* [What this task involves]:
Arrange as a numbered list the lines from the one containing "Pretty please, detect the man's shorts" through the one containing "[161,11,833,66]", both included, leaving out any blank lines.
--- begin Material for the task ---
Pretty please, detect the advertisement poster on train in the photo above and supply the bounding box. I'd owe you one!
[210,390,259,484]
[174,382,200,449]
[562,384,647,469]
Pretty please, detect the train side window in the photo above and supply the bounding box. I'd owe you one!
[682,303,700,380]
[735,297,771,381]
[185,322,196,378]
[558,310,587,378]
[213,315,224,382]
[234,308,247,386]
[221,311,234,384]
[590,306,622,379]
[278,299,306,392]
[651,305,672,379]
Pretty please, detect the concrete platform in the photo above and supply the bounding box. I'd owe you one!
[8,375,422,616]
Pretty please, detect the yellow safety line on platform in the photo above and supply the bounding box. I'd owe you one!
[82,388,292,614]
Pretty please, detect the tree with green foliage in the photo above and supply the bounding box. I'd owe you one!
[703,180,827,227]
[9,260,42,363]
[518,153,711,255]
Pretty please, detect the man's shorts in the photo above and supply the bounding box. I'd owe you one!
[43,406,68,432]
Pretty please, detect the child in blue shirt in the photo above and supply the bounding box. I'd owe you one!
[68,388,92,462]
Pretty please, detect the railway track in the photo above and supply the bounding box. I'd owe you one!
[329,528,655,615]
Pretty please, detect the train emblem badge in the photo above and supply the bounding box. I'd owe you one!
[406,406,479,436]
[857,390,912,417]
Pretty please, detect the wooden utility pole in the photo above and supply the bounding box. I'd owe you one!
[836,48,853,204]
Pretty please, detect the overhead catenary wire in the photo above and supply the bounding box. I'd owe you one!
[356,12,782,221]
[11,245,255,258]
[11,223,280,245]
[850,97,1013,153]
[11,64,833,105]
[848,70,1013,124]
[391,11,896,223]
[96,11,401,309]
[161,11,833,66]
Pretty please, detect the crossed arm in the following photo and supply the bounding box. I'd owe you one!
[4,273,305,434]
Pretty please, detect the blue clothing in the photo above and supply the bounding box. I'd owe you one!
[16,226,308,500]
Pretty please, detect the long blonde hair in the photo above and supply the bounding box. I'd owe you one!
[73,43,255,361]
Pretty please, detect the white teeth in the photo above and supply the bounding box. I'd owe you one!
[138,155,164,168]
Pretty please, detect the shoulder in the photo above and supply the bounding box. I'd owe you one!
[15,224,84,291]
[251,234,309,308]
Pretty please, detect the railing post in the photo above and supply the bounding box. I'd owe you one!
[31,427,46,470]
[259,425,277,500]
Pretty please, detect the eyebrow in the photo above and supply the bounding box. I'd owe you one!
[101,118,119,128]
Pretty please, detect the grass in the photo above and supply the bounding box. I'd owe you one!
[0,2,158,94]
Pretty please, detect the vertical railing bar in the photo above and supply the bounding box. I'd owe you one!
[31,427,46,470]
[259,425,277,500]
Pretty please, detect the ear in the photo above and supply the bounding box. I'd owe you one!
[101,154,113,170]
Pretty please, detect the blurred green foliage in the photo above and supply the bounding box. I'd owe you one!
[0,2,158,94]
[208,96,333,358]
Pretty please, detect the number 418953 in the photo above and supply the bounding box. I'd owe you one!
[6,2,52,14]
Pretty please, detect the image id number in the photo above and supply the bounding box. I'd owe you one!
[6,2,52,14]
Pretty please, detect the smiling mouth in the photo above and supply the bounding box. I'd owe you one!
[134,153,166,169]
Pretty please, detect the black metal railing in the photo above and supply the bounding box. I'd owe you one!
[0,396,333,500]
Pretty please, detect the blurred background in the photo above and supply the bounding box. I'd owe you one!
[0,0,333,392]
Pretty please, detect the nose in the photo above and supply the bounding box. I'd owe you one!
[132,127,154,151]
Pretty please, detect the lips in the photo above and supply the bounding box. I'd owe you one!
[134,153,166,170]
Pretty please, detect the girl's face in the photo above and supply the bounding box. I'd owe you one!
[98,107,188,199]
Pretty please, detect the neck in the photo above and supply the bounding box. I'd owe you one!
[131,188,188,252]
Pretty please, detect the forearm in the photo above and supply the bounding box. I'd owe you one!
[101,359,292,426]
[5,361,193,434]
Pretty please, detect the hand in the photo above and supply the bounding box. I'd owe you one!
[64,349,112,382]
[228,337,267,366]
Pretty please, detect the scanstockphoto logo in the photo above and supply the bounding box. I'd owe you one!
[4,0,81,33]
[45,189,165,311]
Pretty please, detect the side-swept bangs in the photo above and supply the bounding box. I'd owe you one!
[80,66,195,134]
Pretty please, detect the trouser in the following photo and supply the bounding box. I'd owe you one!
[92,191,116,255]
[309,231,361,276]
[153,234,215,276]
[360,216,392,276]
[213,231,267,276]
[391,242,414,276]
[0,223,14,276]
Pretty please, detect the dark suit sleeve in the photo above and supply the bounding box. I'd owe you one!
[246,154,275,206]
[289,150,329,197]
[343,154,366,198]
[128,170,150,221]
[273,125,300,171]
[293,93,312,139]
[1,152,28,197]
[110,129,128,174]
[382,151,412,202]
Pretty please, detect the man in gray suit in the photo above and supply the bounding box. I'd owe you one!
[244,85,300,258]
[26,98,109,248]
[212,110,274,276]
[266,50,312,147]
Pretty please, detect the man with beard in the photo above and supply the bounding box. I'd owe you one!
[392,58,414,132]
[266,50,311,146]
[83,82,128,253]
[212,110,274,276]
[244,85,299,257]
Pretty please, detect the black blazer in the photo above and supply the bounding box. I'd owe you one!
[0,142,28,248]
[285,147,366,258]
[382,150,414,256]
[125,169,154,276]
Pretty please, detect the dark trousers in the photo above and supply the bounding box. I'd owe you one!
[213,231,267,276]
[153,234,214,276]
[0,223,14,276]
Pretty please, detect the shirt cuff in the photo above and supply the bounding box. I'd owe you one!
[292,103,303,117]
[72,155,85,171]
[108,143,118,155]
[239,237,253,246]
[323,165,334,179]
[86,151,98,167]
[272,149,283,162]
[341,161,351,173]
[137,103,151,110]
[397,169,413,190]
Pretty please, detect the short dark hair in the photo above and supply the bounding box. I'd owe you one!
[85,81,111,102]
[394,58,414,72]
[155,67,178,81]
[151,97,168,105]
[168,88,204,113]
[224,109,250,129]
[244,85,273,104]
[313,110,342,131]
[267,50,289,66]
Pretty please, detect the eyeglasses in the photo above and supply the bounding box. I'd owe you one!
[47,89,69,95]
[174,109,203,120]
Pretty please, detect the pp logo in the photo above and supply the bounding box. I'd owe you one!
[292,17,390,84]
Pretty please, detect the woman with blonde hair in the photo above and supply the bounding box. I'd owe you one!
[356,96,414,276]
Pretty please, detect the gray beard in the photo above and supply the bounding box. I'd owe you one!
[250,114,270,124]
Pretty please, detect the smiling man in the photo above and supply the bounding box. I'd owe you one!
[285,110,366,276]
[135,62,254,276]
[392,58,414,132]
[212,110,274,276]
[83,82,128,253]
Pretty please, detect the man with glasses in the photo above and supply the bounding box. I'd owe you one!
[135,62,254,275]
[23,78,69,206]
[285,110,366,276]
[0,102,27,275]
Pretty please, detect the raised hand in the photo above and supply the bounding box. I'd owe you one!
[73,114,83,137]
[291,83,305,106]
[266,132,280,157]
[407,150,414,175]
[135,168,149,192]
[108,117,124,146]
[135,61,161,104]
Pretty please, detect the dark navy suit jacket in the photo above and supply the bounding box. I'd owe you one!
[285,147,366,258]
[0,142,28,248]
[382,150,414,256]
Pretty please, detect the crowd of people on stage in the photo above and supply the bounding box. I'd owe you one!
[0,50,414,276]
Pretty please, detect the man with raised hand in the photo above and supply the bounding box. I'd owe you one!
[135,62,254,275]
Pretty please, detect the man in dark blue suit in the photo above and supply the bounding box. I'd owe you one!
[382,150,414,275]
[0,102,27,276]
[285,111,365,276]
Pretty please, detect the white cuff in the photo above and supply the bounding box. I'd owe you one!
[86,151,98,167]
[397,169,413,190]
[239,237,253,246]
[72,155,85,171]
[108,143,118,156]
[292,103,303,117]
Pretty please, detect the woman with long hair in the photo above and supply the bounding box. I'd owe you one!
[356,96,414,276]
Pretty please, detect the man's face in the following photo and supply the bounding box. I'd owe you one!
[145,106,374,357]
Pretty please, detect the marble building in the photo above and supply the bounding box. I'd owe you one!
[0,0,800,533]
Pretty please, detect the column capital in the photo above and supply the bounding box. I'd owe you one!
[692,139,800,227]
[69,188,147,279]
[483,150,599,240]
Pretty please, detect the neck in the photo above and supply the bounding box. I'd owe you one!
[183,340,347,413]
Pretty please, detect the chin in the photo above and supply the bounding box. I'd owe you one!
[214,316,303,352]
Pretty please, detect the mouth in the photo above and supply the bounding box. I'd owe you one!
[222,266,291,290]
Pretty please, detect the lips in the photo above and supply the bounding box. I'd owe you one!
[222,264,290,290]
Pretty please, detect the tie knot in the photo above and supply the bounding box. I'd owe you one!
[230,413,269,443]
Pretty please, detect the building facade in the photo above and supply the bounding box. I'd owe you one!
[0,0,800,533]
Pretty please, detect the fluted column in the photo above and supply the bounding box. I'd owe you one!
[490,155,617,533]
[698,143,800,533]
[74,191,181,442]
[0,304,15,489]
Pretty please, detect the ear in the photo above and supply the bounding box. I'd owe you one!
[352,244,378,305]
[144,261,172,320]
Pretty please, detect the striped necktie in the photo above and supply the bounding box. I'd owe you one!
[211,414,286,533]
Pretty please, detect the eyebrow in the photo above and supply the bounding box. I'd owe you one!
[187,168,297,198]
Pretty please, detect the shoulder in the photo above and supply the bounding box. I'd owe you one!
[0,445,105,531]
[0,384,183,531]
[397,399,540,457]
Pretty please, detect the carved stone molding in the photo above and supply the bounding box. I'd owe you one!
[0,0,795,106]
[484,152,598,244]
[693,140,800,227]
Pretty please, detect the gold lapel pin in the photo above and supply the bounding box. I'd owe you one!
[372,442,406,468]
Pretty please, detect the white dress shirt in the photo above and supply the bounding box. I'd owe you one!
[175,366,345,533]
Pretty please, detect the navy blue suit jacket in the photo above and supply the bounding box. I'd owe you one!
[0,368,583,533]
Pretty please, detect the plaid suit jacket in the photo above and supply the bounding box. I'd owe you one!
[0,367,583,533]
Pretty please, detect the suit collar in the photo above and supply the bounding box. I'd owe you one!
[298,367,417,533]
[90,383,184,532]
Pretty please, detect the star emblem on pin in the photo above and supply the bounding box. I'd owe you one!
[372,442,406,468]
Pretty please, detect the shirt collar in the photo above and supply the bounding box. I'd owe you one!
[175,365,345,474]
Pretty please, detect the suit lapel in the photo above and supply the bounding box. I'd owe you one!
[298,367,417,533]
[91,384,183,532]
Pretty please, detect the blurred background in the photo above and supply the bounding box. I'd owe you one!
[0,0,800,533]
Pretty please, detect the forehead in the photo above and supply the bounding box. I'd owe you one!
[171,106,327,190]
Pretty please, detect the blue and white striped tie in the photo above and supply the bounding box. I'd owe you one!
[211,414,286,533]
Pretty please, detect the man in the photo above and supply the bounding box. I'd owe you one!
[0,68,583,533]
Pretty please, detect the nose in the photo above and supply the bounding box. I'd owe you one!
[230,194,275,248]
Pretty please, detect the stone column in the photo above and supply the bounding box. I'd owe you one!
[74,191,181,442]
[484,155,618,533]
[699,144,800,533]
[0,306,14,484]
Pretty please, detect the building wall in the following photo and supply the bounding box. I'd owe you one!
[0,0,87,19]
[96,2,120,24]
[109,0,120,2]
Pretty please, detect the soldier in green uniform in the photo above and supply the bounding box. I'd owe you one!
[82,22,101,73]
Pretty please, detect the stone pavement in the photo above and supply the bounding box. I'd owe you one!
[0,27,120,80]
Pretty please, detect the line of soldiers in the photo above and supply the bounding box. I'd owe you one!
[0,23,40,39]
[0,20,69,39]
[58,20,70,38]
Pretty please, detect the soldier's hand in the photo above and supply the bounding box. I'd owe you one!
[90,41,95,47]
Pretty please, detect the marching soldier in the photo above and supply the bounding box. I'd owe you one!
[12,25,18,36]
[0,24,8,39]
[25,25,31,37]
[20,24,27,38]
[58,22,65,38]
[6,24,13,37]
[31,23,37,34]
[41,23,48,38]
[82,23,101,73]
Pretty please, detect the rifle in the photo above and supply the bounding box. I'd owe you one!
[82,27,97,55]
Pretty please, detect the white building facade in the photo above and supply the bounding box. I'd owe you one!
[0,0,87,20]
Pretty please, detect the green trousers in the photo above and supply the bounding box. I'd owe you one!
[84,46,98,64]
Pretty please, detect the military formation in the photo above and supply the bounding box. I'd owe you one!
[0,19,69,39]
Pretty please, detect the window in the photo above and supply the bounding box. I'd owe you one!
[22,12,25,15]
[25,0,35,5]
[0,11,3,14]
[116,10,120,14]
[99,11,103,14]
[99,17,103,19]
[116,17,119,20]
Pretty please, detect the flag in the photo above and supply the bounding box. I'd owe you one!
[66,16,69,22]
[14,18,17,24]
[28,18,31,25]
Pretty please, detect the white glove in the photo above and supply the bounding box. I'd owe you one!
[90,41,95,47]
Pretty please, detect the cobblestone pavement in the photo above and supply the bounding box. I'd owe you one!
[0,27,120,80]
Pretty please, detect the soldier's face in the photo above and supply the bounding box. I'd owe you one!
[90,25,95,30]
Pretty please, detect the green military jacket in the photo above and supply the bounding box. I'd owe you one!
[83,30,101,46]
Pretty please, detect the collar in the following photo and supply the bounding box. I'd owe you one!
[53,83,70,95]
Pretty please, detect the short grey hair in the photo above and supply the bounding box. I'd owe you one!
--- end Material for the task ---
* [Solution to the exercise]:
1. Pretty please, detect the man's shorts in the photo above and supply the bounding box. I'd owe you one!
2. [43,406,68,432]
3. Pretty please, detect the child in blue shirt in the photo above and supply the bounding box. I'd owe you one!
4. [68,388,92,462]
5. Pretty please, detect the railway track in the photo above and supply the bounding box. I'd owe you one!
6. [329,528,655,615]
7. Pretty please, detect the train emblem badge in the photo above and supply the bounding box. I'd owe you one!
8. [406,406,479,436]
9. [857,390,912,417]
10. Pretty please, detect the wooden utility pole in the photo above and supply the bounding box. I'd owe you one!
11. [836,48,853,204]
12. Pretty please, detect the overhead catenary wire in the photo above and supply the bounding box. I'd owe you one!
13. [356,12,782,221]
14. [11,245,255,258]
15. [11,223,280,245]
16. [850,97,1013,153]
17. [11,64,833,105]
18. [848,70,1013,124]
19. [391,11,896,223]
20. [96,11,401,309]
21. [161,11,833,66]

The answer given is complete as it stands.